Your task » For the listing below, give the count of lines containing "query", and no other text.
Dataset records START
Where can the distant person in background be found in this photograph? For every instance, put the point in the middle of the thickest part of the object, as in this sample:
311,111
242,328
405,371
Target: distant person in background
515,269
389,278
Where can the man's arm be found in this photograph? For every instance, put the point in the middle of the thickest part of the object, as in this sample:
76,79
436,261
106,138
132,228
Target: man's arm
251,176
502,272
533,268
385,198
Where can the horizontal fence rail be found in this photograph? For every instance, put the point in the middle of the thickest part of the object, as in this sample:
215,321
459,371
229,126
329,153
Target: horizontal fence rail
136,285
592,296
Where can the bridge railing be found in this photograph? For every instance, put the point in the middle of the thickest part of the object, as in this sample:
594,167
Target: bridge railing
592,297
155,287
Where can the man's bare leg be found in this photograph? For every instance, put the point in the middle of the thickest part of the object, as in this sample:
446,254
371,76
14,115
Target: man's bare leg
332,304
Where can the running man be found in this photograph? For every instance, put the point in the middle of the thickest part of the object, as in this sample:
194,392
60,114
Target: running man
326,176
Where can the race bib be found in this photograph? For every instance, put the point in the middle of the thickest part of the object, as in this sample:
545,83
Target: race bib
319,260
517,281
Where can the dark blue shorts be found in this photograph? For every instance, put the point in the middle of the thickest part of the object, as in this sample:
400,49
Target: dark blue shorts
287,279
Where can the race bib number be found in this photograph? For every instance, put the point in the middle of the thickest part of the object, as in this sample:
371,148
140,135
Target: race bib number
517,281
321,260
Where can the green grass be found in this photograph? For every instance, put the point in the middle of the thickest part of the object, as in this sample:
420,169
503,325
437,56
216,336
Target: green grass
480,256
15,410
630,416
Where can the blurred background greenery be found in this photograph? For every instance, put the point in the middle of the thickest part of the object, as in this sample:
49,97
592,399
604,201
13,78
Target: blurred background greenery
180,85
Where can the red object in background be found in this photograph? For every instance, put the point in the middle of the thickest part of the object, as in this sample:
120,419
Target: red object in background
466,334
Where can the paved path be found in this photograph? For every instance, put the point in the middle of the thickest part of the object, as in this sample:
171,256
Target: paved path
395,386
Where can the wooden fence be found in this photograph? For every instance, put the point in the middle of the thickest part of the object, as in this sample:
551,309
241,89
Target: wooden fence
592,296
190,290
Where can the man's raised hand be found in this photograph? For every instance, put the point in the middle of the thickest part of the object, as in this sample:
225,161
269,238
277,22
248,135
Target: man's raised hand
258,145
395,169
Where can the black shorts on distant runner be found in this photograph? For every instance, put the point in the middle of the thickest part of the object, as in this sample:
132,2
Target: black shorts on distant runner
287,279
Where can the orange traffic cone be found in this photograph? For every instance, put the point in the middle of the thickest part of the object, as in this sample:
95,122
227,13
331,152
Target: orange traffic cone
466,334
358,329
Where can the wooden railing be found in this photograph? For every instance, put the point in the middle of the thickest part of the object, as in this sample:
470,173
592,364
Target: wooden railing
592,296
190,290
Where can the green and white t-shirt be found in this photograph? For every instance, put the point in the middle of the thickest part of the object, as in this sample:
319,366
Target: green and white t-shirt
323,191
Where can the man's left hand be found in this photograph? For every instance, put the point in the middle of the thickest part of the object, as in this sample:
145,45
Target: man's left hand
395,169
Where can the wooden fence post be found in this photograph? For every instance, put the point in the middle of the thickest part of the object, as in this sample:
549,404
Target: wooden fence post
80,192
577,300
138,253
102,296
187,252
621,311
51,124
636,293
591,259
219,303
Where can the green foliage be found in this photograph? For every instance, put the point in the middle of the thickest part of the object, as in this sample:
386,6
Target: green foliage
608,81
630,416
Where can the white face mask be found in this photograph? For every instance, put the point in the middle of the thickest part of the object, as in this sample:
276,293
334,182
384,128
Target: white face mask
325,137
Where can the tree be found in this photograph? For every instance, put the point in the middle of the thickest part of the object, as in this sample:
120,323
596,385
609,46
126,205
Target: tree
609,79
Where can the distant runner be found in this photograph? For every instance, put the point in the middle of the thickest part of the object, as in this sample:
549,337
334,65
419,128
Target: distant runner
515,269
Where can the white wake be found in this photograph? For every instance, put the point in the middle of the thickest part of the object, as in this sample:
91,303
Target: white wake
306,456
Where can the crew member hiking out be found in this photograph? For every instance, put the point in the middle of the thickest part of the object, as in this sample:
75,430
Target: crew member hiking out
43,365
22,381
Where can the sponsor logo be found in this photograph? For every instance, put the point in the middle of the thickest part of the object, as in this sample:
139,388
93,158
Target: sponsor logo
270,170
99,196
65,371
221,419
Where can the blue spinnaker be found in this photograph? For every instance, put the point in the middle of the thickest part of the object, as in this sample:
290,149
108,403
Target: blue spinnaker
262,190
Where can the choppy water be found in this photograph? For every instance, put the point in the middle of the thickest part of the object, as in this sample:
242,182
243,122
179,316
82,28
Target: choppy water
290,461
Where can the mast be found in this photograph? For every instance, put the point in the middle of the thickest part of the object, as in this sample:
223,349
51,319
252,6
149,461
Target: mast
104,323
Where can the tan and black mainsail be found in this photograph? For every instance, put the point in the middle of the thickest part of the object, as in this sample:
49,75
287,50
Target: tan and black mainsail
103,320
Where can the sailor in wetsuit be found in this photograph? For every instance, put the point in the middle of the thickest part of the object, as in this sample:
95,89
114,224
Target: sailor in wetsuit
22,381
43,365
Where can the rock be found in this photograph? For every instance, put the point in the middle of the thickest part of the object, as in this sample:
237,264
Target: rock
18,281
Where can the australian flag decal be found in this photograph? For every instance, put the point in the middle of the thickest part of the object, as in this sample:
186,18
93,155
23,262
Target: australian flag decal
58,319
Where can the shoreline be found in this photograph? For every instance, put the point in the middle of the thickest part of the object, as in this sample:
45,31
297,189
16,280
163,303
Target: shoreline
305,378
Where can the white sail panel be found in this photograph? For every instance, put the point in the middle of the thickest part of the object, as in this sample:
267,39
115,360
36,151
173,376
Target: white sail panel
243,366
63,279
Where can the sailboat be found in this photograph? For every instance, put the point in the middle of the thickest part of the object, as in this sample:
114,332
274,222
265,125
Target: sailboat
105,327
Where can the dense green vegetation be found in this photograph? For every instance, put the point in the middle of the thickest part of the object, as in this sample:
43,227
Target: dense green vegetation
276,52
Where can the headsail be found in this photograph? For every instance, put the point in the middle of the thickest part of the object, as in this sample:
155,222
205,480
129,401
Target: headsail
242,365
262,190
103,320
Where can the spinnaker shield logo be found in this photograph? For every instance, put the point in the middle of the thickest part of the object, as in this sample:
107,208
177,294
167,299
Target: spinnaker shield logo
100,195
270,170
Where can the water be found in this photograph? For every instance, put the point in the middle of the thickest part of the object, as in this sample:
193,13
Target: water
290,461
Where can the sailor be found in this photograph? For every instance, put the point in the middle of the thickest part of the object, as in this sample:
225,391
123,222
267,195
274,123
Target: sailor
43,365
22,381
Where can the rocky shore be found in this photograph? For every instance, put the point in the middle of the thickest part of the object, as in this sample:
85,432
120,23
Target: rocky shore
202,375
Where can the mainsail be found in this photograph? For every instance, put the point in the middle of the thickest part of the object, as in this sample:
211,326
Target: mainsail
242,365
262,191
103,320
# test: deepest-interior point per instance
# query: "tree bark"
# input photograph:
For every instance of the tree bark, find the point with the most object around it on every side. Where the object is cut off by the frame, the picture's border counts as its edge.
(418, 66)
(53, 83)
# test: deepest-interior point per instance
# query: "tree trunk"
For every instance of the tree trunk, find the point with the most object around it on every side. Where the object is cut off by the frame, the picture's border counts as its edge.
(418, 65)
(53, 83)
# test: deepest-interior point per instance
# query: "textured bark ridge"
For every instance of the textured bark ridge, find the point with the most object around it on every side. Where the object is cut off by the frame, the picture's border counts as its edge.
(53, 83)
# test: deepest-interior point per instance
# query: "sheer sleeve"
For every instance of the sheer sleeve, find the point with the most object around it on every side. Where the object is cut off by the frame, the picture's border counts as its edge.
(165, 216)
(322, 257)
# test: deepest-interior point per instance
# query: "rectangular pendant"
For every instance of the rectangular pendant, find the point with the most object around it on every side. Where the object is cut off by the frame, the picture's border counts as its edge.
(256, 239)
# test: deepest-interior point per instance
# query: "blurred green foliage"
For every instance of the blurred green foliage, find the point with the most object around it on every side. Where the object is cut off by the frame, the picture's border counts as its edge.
Dataset records END
Written reply » 6